(STATED GOAL)
Put every line from the start of the items up to and including the line containing "point(551, 412)" into a numbered list, leaving out any blank lines.

(THE INPUT)
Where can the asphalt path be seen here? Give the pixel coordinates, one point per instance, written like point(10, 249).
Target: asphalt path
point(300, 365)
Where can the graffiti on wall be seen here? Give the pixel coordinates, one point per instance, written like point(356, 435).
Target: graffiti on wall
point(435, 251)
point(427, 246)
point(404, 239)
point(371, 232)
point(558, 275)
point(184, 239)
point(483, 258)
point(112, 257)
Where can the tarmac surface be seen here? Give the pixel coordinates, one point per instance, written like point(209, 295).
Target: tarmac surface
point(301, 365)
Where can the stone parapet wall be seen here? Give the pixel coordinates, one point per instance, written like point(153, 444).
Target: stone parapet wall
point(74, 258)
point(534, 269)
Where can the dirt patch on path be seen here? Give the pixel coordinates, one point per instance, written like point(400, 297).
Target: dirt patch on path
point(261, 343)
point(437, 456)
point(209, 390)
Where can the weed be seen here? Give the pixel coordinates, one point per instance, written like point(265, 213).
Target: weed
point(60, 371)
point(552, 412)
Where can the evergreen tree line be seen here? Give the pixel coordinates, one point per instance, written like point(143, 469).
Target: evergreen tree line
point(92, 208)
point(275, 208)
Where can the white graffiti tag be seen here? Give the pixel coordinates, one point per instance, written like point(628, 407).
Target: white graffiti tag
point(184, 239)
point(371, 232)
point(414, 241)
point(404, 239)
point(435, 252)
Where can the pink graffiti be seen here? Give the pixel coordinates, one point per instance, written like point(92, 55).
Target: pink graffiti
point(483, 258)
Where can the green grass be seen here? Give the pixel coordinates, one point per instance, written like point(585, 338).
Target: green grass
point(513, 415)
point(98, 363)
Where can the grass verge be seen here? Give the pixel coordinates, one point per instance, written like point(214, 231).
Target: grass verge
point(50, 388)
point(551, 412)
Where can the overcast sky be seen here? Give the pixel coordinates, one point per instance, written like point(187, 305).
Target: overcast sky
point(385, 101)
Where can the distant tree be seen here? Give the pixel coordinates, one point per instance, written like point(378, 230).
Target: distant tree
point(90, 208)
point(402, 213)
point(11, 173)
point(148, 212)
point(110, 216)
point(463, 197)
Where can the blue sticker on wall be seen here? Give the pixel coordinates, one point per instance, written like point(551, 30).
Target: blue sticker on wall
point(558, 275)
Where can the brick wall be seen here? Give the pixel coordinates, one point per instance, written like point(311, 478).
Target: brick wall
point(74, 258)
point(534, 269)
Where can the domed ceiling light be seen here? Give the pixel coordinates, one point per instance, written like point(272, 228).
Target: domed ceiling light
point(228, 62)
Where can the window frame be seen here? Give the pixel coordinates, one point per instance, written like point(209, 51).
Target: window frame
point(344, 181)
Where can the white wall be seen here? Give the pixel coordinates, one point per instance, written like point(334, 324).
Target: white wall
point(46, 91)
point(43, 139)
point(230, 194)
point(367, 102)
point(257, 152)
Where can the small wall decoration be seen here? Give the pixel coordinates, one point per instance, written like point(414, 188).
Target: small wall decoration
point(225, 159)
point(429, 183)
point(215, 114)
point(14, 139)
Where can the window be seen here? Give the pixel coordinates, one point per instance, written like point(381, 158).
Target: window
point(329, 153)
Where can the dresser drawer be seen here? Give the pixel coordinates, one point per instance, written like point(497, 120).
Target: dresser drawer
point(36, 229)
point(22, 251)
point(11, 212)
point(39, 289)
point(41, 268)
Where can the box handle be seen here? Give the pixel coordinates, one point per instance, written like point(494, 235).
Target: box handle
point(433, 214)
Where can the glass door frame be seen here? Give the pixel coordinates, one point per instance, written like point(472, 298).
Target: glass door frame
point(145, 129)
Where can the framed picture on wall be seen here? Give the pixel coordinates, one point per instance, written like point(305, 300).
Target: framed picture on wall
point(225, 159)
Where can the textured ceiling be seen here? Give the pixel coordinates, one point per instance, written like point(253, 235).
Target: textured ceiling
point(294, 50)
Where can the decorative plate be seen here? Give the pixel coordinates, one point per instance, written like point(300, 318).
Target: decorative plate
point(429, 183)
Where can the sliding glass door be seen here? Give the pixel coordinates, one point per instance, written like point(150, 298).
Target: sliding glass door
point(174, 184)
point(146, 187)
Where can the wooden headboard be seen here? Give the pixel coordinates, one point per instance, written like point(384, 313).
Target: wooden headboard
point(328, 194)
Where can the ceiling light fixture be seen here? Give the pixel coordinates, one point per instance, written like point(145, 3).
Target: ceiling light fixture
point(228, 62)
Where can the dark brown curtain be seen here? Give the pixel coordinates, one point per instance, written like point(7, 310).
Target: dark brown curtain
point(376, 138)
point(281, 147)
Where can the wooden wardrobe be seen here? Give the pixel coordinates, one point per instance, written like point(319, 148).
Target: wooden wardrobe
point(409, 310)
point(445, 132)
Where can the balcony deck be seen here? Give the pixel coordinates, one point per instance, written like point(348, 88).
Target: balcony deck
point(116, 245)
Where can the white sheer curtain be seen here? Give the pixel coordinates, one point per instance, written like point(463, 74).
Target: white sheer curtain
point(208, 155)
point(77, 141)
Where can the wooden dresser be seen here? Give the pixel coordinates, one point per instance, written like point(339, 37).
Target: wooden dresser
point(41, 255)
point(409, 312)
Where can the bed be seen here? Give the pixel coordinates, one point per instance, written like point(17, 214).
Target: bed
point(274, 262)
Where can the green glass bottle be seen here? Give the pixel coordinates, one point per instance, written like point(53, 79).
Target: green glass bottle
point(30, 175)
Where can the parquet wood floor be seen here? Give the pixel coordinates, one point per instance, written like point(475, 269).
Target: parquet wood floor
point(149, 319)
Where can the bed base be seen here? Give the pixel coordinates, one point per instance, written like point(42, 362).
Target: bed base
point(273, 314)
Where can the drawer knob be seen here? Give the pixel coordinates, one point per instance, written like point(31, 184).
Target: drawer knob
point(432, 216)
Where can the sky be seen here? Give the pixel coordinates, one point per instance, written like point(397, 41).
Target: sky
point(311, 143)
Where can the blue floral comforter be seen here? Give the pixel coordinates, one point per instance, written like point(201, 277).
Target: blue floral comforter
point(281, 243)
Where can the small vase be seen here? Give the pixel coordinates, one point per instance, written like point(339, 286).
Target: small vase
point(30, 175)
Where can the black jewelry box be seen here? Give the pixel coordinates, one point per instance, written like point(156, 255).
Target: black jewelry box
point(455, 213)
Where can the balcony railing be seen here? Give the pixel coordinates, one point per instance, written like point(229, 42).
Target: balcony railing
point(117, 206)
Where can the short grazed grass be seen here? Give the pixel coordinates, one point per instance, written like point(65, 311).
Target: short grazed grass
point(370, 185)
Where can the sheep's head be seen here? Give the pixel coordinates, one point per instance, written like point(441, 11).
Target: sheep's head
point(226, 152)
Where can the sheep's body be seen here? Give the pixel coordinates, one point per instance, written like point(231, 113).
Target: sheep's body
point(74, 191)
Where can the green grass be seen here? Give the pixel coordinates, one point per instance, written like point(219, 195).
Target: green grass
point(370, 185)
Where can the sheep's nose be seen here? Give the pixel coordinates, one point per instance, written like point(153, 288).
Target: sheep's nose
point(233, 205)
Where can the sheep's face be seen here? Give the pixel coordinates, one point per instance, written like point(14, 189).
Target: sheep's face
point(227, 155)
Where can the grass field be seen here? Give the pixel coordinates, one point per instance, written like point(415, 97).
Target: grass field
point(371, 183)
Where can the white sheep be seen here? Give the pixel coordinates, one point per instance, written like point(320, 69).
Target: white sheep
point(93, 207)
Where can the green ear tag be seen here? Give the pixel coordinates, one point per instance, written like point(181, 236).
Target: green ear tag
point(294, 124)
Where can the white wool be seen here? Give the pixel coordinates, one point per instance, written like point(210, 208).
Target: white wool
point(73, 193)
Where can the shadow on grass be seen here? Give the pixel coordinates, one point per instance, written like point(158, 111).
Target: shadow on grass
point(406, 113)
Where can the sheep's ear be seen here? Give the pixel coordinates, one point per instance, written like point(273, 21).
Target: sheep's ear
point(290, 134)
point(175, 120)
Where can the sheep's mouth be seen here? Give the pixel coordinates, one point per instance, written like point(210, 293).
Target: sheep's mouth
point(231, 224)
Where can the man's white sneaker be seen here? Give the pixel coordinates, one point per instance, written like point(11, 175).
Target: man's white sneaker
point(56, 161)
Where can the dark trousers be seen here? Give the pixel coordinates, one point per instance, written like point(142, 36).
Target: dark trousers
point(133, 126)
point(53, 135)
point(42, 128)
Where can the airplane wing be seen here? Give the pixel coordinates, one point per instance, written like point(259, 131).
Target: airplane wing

(ANSWER TO THE TASK)
1. Where can the asphalt path be seen here? Give the pixel coordinates, one point per instance, written like point(10, 249).
2. Target: asphalt path
3. point(300, 365)
4. Where can the graffiti on wall be seen here? Give the pixel coordinates, one point per instance, written like point(356, 435).
5. Target: graffiti on wall
6. point(435, 251)
7. point(427, 246)
8. point(404, 239)
9. point(371, 232)
10. point(558, 275)
11. point(184, 239)
12. point(483, 258)
13. point(112, 257)
14. Where can the tarmac surface be seen here? Give the pixel coordinates, one point per instance, written like point(209, 295).
15. Target: tarmac surface
16. point(301, 365)
17. Where can the stone parapet wall be seen here? Give the pixel coordinates, one point per instance, written like point(153, 444).
18. Target: stone parapet wall
19. point(74, 258)
20. point(534, 269)
21. Where can the dirt patch on path be seen here? Give the pixel coordinates, one point per instance, written like point(400, 297).
22. Target: dirt patch on path
23. point(261, 343)
24. point(437, 456)
25. point(209, 390)
26. Where can the weed be seen here? Give the pixel coordinates, one point per instance, written like point(265, 213).
27. Target: weed
28. point(60, 371)
29. point(552, 412)
30. Where can the evergreen tree line be seen here? Give the pixel coordinates, one point per instance, written like point(143, 469).
31. Target: evergreen tree line
32. point(92, 208)
33. point(275, 208)
34. Where can the white graffiti tag be seen here? Give the pixel coordinates, one point per instance, written like point(628, 407).
35. Target: white graffiti tag
36. point(184, 239)
37. point(371, 232)
38. point(414, 241)
39. point(404, 239)
40. point(435, 252)
41. Where can the pink graffiti be seen here? Give the pixel coordinates, one point per instance, written like point(92, 55).
42. Target: pink graffiti
43. point(483, 258)
44. Where can the green grass be seen here? Give the pixel coordinates, one point per instance, written like point(585, 338).
45. Target: green grass
46. point(513, 415)
47. point(98, 363)
48. Where can the grass verge be seen here? Give the pixel coordinates, one point per instance, written like point(214, 231).
49. Target: grass verge
50. point(50, 388)
51. point(551, 412)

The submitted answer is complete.